┌─ ИСХОДНЫЙ ОТРЫВОК

Первая такая фигура – это Генрих Манн, который в «Верноподданом» все предсказал. Его рассказы, новеллы его, а его «Учитель Гнус» – это просто высочайший класс. Вторая такая фигура – это Музиль, а третья – это Лео Перуц. Перуца называли автором прозы слишком увлекательной, мистической, таинственной, но Перуц (по крайней мере, в «Маркизе де Боливаре») предложил лучшую – здесь я за свои слова отвечаю – сюжетную схему немецкой прозы двадцатого века, когда предсказания начинают организовывать реальность, когда наблюдатели формируют картину мира.

«Маркиз де Боливар» – это просто настолько прихотливо, точно, математически построенный роман, что в свое время его перечитывание меня захватывало очень сильно. Ну и конечно, «Снег святого Петра», «Мастер Страшного суда», «Ночью под каменным мостом», – весь Перуц – это удивительная смесь еврейской мистики и немецкого экспрессионизма. Он довел до ума то, что начинал Кафка, многие приема Шницлера усовершенствовал. В общем, лучше, что было в австрийской и немецкой (рискну сказать) прозе – это Лео Перуц. И я его рекомендую всем еще и потому, что это жутко увлекательно, очень страшно.  Лео Перуц – подлинно готический автор, но это такой математический ад.

«Будут ли изданы книжки и лекции по курсу «Природа страшного»?» По курсу «Поэтика триллера» – да, будут. Поэтика готики. Потому что готика – это, понимаете, такая вещь, которую все пытаются имитировать, думая, что можно этого добиться внешними приемами. На самом деле, приемы есть, их много, перечислить их – не такая большая задача, но готика – это прежде всего мировоззрение. Надо же вдуматься, почему Стивен Кинг называет главным готическим произведением мэйченовское «Великий бог Пан». А он регулярно так делает, почему он считает высшим достижением современной готики некоторые эпизоды «Гарри Поттера» и «Стража» Чарльза Маклина – действительно, великой книги?

└─
┌─ НАБОР ДАННЫХ

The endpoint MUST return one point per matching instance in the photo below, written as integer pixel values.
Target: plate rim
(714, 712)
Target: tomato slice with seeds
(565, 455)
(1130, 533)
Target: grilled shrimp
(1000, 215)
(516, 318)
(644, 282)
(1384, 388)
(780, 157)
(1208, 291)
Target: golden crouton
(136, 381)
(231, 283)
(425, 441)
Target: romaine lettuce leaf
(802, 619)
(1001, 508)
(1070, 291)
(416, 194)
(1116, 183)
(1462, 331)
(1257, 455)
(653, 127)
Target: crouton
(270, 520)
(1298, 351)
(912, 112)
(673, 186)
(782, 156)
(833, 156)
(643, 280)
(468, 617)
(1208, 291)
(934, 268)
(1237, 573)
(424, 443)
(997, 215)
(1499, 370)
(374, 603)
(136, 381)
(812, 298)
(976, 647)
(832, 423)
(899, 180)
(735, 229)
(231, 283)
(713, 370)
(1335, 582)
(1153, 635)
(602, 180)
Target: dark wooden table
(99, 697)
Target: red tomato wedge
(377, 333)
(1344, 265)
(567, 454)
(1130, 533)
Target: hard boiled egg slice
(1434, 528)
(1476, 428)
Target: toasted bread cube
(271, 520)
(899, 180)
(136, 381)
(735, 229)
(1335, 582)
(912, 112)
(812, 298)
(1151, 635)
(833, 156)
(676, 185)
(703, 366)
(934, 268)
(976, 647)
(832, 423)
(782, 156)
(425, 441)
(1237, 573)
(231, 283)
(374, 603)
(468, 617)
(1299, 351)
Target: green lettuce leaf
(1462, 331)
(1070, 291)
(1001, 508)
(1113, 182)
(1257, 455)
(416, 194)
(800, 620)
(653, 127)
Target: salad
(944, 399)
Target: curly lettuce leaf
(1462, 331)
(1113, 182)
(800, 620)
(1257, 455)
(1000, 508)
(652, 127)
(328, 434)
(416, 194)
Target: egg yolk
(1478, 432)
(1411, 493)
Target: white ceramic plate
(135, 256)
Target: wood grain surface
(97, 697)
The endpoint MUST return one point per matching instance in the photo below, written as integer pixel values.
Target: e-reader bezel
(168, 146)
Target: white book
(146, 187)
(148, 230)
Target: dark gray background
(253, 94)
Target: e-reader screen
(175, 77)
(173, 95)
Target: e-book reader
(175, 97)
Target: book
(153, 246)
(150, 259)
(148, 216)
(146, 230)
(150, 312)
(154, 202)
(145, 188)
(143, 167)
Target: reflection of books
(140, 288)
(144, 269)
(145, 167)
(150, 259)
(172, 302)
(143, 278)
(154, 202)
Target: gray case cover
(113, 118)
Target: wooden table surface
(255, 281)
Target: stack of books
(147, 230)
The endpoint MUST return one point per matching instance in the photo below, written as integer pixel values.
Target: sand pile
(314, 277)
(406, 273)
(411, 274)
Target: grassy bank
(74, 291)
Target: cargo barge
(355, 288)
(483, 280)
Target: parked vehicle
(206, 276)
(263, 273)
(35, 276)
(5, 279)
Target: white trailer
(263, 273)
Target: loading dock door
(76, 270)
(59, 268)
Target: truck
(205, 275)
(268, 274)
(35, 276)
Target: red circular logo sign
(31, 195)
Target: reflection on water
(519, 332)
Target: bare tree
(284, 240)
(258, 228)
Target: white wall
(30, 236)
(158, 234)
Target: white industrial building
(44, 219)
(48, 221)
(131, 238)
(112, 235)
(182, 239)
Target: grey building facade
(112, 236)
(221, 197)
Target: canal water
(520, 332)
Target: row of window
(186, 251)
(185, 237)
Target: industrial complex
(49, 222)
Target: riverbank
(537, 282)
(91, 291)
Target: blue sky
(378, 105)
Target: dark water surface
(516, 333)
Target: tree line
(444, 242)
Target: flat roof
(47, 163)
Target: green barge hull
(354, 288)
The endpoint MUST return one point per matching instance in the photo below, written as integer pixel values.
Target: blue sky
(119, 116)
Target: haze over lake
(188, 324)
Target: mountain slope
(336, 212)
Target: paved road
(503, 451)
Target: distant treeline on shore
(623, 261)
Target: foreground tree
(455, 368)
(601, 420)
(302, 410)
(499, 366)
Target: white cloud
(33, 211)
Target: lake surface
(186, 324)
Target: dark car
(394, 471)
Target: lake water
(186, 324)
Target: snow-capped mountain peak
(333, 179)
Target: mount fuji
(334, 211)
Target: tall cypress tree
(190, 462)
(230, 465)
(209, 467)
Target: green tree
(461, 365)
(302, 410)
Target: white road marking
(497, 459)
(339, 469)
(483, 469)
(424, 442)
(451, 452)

└─
┌─ НАБОР ДАННЫХ

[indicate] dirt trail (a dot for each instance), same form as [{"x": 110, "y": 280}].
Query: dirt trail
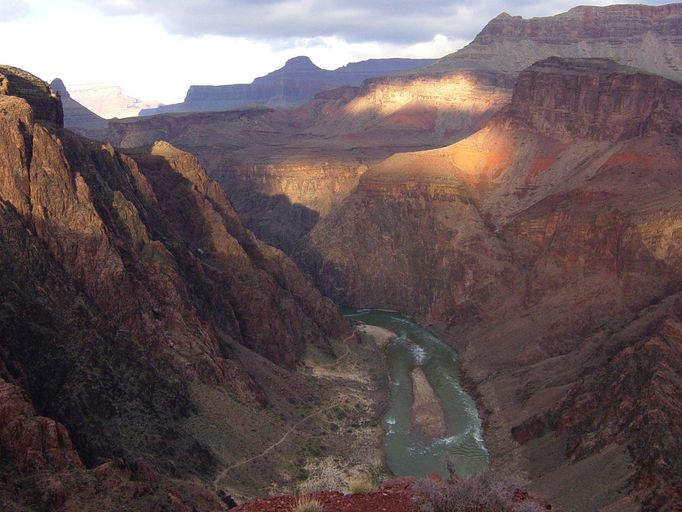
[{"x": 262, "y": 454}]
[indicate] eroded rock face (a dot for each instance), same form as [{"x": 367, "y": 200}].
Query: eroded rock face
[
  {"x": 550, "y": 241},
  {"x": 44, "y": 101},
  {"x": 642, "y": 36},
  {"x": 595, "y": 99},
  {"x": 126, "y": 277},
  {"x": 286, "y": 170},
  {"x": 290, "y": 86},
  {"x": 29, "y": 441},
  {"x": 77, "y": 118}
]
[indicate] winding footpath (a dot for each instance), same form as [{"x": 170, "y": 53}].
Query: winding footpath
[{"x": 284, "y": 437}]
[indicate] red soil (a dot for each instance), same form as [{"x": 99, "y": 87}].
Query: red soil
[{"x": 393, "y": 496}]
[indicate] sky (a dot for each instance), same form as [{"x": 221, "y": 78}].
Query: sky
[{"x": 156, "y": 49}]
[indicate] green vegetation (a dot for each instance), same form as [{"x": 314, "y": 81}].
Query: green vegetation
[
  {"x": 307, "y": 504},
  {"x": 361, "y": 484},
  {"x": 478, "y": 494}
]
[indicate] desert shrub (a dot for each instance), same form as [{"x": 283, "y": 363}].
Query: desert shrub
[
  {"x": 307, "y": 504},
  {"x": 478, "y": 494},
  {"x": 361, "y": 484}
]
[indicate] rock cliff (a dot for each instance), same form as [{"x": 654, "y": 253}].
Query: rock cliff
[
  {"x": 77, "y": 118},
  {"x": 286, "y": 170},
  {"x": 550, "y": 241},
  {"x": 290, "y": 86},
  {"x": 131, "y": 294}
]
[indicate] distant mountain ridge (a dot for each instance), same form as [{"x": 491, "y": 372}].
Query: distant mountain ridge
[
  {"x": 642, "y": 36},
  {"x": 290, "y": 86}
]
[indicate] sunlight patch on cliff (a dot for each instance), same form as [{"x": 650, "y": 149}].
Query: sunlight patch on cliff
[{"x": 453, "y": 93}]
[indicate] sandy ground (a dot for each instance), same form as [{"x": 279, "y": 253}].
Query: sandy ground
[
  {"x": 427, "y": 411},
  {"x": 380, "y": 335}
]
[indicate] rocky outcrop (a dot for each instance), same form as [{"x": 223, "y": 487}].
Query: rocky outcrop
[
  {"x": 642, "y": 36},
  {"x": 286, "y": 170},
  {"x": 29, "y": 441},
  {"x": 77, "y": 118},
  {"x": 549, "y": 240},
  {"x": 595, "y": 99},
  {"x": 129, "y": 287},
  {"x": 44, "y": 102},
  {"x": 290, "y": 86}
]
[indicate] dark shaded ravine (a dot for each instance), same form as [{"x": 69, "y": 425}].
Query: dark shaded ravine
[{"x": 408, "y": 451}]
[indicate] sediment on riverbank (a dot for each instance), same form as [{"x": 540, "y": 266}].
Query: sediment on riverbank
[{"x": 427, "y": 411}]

└─
┌─ НАБОР ДАННЫХ

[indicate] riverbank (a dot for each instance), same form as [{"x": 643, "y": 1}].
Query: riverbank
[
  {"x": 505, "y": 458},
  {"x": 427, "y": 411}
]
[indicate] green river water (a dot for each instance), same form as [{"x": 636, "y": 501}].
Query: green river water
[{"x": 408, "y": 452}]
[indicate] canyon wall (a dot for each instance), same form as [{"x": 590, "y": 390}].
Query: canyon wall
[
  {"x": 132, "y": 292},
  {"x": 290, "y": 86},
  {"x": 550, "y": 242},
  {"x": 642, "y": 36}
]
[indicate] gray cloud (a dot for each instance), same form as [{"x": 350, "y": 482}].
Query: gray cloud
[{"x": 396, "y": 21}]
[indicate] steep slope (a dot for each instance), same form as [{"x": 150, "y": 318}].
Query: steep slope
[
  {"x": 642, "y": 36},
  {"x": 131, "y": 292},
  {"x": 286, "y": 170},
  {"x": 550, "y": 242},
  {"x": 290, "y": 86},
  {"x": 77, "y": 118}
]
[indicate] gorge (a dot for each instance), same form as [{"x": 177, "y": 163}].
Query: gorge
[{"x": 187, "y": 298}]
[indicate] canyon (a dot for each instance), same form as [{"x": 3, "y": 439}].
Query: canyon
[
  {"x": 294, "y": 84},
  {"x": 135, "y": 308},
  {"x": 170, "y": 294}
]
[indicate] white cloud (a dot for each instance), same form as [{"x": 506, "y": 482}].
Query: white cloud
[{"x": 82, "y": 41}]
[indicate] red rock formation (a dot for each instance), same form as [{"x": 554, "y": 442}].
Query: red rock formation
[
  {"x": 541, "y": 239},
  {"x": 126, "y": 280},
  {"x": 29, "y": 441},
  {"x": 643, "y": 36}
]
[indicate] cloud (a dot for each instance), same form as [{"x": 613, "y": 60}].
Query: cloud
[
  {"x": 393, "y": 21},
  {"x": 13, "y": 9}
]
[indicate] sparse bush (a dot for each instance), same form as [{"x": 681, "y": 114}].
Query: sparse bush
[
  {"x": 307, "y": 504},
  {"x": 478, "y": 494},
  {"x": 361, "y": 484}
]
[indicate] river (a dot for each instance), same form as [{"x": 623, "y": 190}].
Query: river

└─

(УПРАЖНЕНИЯ):
- a) Назовите роман Лео Перуца, в котором, согласно отрывку о немецкой прозе и готике, предложена лучшая сюжетная схема немецкой прозы двадцатого века.
- b) Продолжите отрывок о немецкой прозе и готике с того места, где он заканчивается.

(ПИСЬМЕННЫЕ ОТВЕТЫ):
- a) «Маркиз де Боливар».

- b)
Готическое мировоззрение, которое продуцирует определенные тексты… я, кстати говорю, редко упоминаю Эдгара По, но это потому, что у него это все слишком на поверхности. Готическое мировоззрение заключается в том, что мир лежит во зле, что цель мира – зло, что до и после смерти мы погружаемся в глубочайший ад.  Видите ли, вот это представление, которое выражено у Кинга в «Revival»; представление о том, что до жизни и после жизни нас ожидает это хождение по кругу в лиловом свет под надзором гигантских муравьев… Я бы сказал, что это довольно стимулирующее мировоззрение – оно требует от нас проживать жизнь по максимуму.

Присуще ли оно Кингу – нет, не думаю, потому что у Кинга не готическое представление о человеческой природе. Кинг (и в последнем романе это видно), сознавая крайности человеческой природы, все-таки думает о человеке хорошо. И он не зря так любит Молли, не зря он так солидарен с Роулинг, потому что Роулинг, чувствуя прекрасно готику, исходит их уюта. Ее картина мира очень уютна. Как говорит тот же Кинг: «Лучшие сказки рассказаны у теплого камина в минуты, когда завевает ветер за окном». Да, это очень уютное, кинговское такое ощущение, что мир направлен к добру, ко благу. Кинг очень христианский писатель. Готическое ощущение мира ему знакомо, им усвоено, но оно ему не нужно. Почему оно ему не нужно? Потому что он добивается художественного эффекта и без этого.

Но то, что жизнь вокруг нас окружена смертью, что вокруг нас бушует Хэллоуин, – в преддверии Хэллоуина об этом не вредно напомнить. Да, вокруг нас действительно всяческая нечисть напоминает о себе.

«Не случится ли так, как в «1984» у Оруэлла, когда О’Брайен сказал Уинстону: «Большой брат будет всегда, правящая верхушка будет менять двойника за двойником и управлять страной за их спинами»?»

В принципе, нет большой проблемы поставить резиновую куклу или, как у Блока, короля на площади… Король на площади был кирпичным или каменным, никакой проблемы. То есть предельно символизировать власть, лишив ее какого-либо наполнения.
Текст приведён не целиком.